-- Task statement --
Check each line of the material below for "path", then copy the ones that contain it.
:::
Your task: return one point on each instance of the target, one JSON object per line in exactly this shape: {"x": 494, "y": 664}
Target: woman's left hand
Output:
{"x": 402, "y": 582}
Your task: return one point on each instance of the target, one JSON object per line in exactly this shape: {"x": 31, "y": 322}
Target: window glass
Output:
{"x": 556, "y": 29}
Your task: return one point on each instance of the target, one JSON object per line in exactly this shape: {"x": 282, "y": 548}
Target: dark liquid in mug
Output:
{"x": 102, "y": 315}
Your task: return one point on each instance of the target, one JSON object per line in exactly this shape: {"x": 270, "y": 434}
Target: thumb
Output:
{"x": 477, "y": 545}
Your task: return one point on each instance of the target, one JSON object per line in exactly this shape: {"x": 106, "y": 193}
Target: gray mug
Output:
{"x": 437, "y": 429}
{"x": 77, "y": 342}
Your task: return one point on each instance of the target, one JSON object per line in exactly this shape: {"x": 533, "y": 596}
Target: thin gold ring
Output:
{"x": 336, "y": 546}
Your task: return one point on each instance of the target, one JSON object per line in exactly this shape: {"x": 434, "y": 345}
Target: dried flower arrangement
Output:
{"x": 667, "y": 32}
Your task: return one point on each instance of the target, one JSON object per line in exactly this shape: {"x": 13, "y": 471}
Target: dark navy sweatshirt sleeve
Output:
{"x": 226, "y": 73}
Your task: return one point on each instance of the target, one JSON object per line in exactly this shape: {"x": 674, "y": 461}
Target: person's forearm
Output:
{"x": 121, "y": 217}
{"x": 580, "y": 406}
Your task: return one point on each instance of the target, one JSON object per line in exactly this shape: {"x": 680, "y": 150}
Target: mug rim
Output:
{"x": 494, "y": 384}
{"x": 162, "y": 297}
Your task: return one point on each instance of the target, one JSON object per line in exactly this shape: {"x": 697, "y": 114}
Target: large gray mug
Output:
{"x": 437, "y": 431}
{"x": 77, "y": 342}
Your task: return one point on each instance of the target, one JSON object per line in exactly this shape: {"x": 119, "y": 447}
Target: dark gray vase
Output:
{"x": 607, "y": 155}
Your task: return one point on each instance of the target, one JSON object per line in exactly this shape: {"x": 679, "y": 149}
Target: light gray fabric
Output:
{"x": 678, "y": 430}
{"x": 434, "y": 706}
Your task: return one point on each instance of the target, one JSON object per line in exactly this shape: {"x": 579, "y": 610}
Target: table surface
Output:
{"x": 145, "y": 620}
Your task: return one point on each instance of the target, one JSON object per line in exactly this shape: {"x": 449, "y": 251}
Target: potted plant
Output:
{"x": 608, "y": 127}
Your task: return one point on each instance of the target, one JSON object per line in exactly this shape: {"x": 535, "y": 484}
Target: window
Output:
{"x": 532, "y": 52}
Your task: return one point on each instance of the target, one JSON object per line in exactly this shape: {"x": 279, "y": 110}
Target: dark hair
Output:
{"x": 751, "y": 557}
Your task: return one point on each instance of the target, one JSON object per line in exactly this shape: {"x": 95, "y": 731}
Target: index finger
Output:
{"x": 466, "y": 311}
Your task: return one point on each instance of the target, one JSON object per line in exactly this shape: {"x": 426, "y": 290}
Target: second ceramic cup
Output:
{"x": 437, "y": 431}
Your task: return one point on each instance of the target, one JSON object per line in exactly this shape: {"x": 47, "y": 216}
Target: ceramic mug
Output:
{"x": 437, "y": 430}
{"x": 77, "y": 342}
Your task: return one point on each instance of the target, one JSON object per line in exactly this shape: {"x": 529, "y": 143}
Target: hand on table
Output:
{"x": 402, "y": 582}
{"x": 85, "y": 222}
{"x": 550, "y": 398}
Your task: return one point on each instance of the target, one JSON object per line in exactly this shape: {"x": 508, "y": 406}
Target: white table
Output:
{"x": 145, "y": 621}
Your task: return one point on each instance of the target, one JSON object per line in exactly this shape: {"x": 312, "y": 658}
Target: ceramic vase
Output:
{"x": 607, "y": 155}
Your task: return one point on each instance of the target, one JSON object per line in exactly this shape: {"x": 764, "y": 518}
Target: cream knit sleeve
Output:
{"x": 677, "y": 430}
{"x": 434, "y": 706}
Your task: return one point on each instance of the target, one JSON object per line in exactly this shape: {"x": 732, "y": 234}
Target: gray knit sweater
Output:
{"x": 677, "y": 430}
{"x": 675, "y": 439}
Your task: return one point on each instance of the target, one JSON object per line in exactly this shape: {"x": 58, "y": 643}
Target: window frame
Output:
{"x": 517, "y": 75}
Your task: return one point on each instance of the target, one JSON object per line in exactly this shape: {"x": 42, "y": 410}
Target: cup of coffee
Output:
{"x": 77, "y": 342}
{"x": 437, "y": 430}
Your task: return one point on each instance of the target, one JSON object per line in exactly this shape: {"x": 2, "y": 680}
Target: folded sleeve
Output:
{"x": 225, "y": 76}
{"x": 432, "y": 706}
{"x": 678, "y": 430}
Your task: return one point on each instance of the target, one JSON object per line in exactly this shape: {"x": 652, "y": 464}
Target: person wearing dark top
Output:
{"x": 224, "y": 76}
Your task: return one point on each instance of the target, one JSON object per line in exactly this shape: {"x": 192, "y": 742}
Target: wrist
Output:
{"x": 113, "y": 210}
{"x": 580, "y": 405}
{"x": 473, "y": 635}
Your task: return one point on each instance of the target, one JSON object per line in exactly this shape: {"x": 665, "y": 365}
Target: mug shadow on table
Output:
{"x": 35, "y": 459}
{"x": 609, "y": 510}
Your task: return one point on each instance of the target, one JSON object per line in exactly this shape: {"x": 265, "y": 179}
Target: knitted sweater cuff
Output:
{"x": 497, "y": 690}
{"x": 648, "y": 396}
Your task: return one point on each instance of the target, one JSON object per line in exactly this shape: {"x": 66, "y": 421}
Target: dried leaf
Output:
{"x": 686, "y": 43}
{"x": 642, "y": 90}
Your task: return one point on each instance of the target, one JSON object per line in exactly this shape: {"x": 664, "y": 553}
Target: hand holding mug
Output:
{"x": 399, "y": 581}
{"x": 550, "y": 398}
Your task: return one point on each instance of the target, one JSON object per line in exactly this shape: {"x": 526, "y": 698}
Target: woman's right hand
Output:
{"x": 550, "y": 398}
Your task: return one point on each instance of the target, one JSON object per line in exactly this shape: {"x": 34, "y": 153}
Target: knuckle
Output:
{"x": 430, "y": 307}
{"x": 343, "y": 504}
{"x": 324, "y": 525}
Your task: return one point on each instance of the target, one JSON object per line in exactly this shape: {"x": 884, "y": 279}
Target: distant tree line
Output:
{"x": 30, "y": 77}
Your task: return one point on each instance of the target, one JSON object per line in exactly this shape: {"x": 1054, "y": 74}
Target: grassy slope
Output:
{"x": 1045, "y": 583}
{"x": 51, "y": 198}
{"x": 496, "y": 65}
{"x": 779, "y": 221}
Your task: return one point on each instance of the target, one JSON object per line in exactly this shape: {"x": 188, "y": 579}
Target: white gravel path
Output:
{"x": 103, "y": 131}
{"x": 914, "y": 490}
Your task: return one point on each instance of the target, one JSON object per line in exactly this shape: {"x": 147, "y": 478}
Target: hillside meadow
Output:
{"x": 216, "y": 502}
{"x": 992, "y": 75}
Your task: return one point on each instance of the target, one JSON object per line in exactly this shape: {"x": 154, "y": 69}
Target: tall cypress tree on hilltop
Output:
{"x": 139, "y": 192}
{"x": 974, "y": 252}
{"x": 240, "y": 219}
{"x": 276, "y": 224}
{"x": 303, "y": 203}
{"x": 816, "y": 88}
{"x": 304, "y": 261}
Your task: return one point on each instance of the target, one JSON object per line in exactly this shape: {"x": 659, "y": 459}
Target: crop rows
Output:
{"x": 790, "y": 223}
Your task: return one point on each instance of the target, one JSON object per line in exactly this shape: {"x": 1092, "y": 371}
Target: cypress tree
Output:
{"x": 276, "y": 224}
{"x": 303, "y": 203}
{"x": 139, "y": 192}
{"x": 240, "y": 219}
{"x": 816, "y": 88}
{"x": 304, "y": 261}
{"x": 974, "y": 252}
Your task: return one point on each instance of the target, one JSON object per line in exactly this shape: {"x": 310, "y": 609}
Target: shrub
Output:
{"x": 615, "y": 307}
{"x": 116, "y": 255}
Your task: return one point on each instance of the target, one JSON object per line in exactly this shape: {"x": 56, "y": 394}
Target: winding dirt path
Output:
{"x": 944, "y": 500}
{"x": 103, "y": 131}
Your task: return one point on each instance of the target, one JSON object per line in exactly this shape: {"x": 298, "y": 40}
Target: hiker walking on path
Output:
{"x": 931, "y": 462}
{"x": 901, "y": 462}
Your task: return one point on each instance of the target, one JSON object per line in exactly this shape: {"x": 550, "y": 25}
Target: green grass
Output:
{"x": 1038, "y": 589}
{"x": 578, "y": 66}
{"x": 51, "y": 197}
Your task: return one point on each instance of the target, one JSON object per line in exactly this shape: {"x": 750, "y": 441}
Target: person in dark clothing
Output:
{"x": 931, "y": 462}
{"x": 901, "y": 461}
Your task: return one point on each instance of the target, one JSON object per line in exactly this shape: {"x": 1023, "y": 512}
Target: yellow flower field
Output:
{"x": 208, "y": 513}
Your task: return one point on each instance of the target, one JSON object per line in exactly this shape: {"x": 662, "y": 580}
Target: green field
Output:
:::
-- Your solution --
Target: white gravel path
Target: winding dirt path
Target: hiker walking on path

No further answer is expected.